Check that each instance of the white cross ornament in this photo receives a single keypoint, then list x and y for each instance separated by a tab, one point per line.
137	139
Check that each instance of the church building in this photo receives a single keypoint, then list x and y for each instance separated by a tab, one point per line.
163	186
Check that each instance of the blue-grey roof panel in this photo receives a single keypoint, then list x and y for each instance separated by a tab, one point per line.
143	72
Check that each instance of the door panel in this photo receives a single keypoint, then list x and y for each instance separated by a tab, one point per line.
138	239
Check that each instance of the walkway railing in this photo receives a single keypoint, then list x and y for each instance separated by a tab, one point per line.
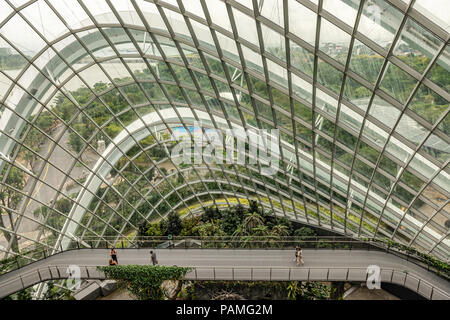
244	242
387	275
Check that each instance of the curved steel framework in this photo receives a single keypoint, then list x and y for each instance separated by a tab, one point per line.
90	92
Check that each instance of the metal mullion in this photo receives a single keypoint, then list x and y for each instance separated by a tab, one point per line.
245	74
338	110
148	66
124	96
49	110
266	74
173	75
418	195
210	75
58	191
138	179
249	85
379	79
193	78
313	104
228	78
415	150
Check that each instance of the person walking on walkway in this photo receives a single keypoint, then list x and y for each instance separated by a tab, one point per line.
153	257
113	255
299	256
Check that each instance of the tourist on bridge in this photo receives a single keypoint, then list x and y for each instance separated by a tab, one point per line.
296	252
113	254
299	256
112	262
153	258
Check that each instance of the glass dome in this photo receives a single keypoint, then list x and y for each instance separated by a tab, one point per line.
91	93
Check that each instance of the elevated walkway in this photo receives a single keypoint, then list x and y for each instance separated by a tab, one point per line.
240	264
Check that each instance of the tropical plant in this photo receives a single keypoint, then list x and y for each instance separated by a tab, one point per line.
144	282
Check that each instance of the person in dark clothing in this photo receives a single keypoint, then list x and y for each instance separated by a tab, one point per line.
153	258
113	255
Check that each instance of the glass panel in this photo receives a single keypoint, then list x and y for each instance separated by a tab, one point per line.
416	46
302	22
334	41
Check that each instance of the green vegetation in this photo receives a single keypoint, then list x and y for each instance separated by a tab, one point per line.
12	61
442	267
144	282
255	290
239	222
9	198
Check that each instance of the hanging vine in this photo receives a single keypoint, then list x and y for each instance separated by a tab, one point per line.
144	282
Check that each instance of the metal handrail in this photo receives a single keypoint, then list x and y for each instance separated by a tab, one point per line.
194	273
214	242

_ _ _ _ _

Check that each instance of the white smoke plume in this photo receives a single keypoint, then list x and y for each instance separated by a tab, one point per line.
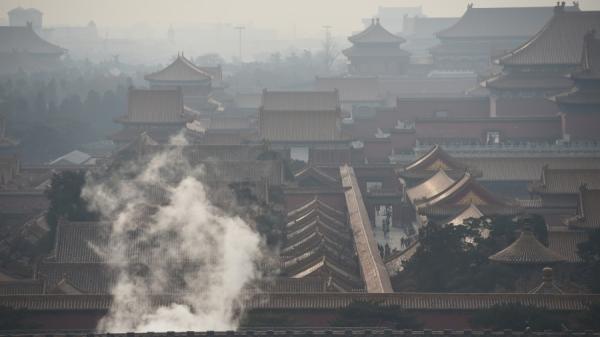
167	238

_ _ _ _ _

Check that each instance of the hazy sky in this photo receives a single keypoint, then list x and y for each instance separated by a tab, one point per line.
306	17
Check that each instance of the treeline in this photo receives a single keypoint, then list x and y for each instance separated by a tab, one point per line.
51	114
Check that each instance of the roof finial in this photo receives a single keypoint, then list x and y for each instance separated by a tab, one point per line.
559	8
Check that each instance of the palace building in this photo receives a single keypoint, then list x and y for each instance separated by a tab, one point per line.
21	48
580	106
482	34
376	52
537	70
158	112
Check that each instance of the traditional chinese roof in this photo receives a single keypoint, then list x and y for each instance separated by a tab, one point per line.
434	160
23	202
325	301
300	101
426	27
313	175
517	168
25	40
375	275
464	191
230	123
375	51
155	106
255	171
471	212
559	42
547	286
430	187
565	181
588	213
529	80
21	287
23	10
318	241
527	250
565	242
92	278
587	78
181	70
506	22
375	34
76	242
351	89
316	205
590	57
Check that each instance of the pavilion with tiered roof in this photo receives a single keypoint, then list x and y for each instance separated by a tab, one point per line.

_ _ _ _ _

Stated exercise: Count the lines in the records above that contain the string "white", treating uppercase and lowercase as different, and give only the number.

Exercise output: 2